▸ SELECTED PASSAGE
I make good use of extra eggnog by creating this luscious cheesecake. A bit of rum extract adds a special taste. —Kristen Grula, Hazleton, Pennsylvania
  • Total Time
    Prep: 15 min. Bake: 45 min. + chilling
  • Makes
    16 servings

Ingredients

  • 1 cup graham cracker crumbs
  • 2 tablespoons sugar
  • 3 tablespoons butter, melted
  • FILLING:
  • 3 packages (8 ounces each) cream cheese, softened
  • 1 cup sugar
  • 3 tablespoons all-purpose flour
  • 2 large eggs, room temperature, lightly beaten
  • 3/4 cup eggnog
  • 1/2 teaspoon rum extract
  • Dash ground nutmeg
  • Whipped cream and additional ground nutmeg, optional

Directions

  • Place a greased 9-in. springform pan on a double thickness of heavy-duty foil (about 18 in. square). Securely wrap foil around pan.
  • In a small bowl, combine the cracker crumbs, sugar and butter. Press onto the bottom of pan. Place on a baking sheet. Bake at 325° for 10 minutes. Cool on a wire rack.
  • In a large bowl, beat the cream cheese, sugar and flour until smooth. Add eggs; beat on low speed just until combined. Gradually stir in the eggnog, extract and nutmeg. Pour filling over crust.
  • Place springform pan in a larger baking pan; add 1 in. of hot water to larger pan.
  • Bake at 325° until center is just set and top appears dull, 45-50 minutes. Remove springform pan from water bath. Cool on a wire rack for 10 minutes. Loosen sides from pan with a knife; cool 1 hour longer. Refrigerate overnight, covering when completely cooled. If desired, top with whipped cream, then sprinkle with nutmeg.
Editor's Note
This recipe was tested with commercially prepared eggnog.
Nutrition Facts
1 slice: 275 calories, 19g fat (11g saturated fat), 79mg cholesterol, 195mg sodium, 24g carbohydrate (18g sugars, 0 fiber), 5g protein.

▸ Source data

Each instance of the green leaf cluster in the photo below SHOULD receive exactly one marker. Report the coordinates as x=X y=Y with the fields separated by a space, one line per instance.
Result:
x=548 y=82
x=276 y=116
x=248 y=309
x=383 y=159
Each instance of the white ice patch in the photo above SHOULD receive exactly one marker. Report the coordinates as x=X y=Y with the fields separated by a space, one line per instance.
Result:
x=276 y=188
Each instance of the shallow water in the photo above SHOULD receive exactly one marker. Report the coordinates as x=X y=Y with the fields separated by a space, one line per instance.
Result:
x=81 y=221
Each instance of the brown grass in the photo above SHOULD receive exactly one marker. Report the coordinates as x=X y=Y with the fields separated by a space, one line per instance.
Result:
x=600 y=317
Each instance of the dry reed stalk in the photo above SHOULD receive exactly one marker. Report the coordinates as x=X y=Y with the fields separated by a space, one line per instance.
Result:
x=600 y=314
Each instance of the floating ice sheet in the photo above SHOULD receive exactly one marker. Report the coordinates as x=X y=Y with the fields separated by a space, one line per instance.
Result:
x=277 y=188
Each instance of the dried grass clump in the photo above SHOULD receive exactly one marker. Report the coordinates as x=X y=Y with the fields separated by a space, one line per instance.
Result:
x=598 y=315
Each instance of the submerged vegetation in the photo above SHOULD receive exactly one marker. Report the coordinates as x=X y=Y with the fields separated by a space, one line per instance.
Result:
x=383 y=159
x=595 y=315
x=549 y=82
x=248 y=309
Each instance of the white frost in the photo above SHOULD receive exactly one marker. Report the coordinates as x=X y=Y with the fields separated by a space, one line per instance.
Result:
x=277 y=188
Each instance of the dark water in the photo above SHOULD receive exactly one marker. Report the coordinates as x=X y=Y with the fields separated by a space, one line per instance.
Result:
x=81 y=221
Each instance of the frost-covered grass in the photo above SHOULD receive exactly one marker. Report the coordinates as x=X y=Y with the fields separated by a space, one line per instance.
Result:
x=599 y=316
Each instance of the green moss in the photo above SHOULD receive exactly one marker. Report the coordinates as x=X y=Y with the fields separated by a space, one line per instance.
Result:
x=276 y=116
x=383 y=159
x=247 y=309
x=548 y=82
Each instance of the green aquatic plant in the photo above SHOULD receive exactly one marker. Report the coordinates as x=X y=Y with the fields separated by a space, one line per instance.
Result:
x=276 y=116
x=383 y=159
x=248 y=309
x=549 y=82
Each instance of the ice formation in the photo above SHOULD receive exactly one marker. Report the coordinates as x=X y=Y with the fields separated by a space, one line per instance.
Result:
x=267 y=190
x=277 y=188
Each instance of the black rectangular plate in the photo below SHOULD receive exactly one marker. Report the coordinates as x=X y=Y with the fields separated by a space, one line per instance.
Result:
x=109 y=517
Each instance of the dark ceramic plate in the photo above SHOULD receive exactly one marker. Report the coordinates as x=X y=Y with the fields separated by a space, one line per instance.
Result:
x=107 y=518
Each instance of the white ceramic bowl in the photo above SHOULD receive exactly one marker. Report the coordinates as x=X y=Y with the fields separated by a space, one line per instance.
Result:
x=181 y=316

▸ ACTIVITY
Copy the eggnog cheesecake recipe between "Nutrition Facts" and "fiber), 5g protein.", inclusive, renaming "slice" as "serving".

▸ ANSWER BOX
Nutrition Facts
1 serving: 275 calories, 19g fat (11g saturated fat), 79mg cholesterol, 195mg sodium, 24g carbohydrate (18g sugars, 0 fiber), 5g protein.